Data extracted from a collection
----
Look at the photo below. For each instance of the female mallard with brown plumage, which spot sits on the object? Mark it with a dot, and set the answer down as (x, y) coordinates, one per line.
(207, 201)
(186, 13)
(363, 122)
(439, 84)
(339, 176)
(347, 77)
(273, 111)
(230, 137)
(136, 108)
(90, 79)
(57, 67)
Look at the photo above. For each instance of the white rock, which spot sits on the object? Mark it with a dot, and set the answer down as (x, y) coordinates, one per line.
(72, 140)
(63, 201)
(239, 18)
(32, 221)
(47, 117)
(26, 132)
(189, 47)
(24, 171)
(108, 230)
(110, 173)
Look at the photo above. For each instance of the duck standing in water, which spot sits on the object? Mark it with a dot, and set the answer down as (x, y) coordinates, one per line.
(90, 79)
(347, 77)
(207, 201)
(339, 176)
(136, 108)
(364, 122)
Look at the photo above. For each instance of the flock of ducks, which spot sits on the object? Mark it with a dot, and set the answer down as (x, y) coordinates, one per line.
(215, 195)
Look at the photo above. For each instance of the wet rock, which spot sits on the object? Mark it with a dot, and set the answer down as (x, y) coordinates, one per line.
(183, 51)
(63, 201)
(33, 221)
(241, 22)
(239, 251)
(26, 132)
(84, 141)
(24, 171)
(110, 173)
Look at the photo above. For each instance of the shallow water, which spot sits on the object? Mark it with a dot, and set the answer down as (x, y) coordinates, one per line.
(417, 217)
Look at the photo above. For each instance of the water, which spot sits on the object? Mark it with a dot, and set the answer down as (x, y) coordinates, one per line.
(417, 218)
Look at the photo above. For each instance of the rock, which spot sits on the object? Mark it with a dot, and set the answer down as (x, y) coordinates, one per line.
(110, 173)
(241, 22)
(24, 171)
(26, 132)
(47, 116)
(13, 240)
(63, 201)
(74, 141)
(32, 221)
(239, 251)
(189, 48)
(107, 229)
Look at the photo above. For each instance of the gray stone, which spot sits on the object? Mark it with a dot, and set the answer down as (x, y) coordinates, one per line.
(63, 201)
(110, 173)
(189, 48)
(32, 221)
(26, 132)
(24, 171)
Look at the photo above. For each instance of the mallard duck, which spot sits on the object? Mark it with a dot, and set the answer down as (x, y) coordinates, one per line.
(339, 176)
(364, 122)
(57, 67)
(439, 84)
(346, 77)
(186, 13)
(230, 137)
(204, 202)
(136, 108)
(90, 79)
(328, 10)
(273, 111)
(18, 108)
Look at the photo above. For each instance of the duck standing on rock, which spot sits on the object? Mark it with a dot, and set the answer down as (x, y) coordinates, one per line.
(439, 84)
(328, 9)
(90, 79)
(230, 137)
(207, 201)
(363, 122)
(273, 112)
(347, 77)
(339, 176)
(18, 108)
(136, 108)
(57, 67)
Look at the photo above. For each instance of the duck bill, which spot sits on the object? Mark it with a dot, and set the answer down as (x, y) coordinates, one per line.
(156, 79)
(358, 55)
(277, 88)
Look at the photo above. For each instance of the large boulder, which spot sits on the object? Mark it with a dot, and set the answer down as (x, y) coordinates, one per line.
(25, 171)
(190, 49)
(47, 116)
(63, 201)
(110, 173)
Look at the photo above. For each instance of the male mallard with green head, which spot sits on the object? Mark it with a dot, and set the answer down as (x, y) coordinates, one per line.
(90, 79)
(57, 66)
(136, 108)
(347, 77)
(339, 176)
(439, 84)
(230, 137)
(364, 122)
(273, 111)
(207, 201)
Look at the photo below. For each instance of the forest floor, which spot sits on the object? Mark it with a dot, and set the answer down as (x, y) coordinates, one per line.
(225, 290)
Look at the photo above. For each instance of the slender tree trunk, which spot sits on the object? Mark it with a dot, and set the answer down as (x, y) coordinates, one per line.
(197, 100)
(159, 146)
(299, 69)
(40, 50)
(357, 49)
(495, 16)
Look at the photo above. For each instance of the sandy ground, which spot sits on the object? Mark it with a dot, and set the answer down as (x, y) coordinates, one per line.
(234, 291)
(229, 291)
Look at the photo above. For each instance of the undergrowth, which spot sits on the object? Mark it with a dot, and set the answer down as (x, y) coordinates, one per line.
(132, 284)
----
### [What you need to do]
Your task is to repeat the data exactly, with nothing left out.

### [Reply]
Look at the photo below. For each instance of the female mallard with brown plumage, which spot sits on the object? Mark it with a dot, and set the answer down as (x, y) coordinates, one per line.
(207, 201)
(186, 13)
(363, 122)
(439, 84)
(339, 176)
(347, 77)
(273, 111)
(230, 137)
(136, 108)
(90, 79)
(57, 67)
Look at the photo above. For each instance of the white rock, which spot sits on the object? Mark it with a dot, and set the answer down as (x, y) coordinates, one per line.
(72, 140)
(63, 201)
(239, 18)
(32, 221)
(47, 117)
(26, 132)
(189, 47)
(24, 171)
(108, 230)
(110, 173)
Look at the photo above. For each instance of the duck standing in water, which spot sits on the object? Mark it with a dot, and set the answer down as (x, y) coordinates, one per line.
(90, 79)
(347, 77)
(207, 201)
(339, 176)
(136, 108)
(364, 122)
Look at the photo above. For each instance of the flock of ducks, which spot sits on the object? Mark it with a dot, and set the answer down as (x, y) coordinates, one per line.
(215, 195)
Look at the photo above. For each instance of the wet rock, which spot sits on the object? Mark it with a dot, and set the answer down as (x, y) coordinates, one per line.
(183, 51)
(63, 201)
(33, 221)
(241, 22)
(239, 251)
(26, 132)
(84, 141)
(24, 171)
(110, 173)
Look at the photo above. For each instance of the shallow water, which spot sits on the object? Mark it with a dot, and set the answer down as (x, y) coordinates, one per line.
(417, 217)
Look at the photo above. For each instance of the water, which spot sits on the object? Mark it with a dot, and set the answer down as (x, y) coordinates, one per line.
(417, 218)
Look at the photo above. For each instance of the rock, which spot sits on the object? Mark it with a dot, and set the answer down as (x, y) coordinates, one per line.
(110, 173)
(241, 22)
(24, 171)
(26, 132)
(47, 116)
(13, 240)
(63, 201)
(74, 141)
(32, 221)
(239, 251)
(189, 48)
(107, 229)
Look at the photo above. For each instance of the gray stone, which spot sits on the object? Mark it with a dot, and set the answer down as (x, y) coordinates, one per line.
(63, 201)
(110, 173)
(189, 48)
(32, 221)
(26, 132)
(24, 171)
Look at the photo above. For each instance of the mallard duck, which spot sits on the object? Mark it with a dot, and set the answer down as (x, y) coordinates, one per line.
(339, 176)
(364, 122)
(57, 67)
(439, 84)
(346, 77)
(186, 13)
(230, 137)
(204, 202)
(136, 108)
(90, 79)
(328, 10)
(273, 111)
(18, 108)
Look at the photo above. For each instance of the duck standing on rock, which spot sits on the object? Mark it with a dot, and set the answer down as (x, y) coordinates, one per line.
(439, 84)
(328, 9)
(90, 79)
(230, 137)
(207, 201)
(363, 122)
(273, 112)
(347, 77)
(339, 176)
(18, 108)
(136, 108)
(57, 67)
Look at the photo above. For each instance of the duck bill, which spot sits on the object? Mark it with a dot, and set the answer down as (x, y) coordinates, one per line.
(156, 79)
(358, 55)
(277, 88)
Look at the photo above. For each instance of the large boulder, which spot sits on the object? Mark it with a dot, and set the answer down as (x, y) coordinates, one per line.
(25, 171)
(190, 49)
(47, 116)
(63, 201)
(110, 173)
Look at the photo above. For each instance of the male mallard with green head, which spot sits on the object? Mark it with a dot, and set the answer down as (x, y) coordinates, one per line.
(90, 79)
(57, 66)
(136, 108)
(347, 77)
(339, 176)
(439, 84)
(230, 137)
(364, 122)
(273, 111)
(207, 201)
Look at the photo below. For each instance of the forest floor, which spot sits on the object? Mark it with a dot, and set the answer down as (x, y) coordinates, one per line.
(225, 290)
Look at the photo above. For each instance of the slender tree trunk, which spot sits on the object? Mark it with a dot, and set the answer down as (x, y) coordinates, one per line.
(197, 100)
(159, 146)
(299, 69)
(40, 50)
(357, 49)
(495, 16)
Look at the photo above. For each instance of the sandy ground, which spot sits on the object? Mark it with a dot, and set the answer down as (x, y) coordinates, one per line.
(234, 291)
(229, 291)
Look at the photo above. For each instance of the undergrowth, which spot sits on the object? Mark it with a dot, and set the answer down as (x, y) coordinates, one per line.
(132, 284)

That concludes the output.